(Stored data entries)
----
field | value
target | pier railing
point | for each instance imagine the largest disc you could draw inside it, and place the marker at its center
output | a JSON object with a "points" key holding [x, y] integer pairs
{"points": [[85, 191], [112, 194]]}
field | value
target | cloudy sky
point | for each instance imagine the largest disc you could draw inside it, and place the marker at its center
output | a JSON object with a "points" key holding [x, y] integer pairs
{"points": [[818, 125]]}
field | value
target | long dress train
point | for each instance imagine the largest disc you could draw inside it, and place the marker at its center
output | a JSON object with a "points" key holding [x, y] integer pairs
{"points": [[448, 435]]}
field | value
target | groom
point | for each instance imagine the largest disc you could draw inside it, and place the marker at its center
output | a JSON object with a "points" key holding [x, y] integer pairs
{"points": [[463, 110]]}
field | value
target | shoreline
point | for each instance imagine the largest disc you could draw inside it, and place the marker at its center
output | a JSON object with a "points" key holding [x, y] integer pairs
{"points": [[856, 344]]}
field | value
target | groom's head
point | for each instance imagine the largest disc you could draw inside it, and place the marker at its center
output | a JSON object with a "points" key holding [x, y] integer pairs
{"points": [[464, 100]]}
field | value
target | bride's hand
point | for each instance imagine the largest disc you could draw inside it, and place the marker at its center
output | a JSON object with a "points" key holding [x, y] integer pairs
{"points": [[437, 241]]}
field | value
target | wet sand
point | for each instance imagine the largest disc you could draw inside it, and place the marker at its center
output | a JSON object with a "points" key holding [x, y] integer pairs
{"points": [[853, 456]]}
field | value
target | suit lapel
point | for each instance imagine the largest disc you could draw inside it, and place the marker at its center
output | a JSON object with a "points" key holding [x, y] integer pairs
----
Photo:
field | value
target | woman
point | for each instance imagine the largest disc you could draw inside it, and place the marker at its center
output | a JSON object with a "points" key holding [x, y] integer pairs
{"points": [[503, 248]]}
----
- [Problem description]: Pull every line containing "target" out of the entries.

- [Written answer]:
target | pier railing
target | cloudy sky
target | long dress train
target | groom
target | shoreline
target | groom's head
target | bride's hand
target | wet sand
target | suit lapel
target | woman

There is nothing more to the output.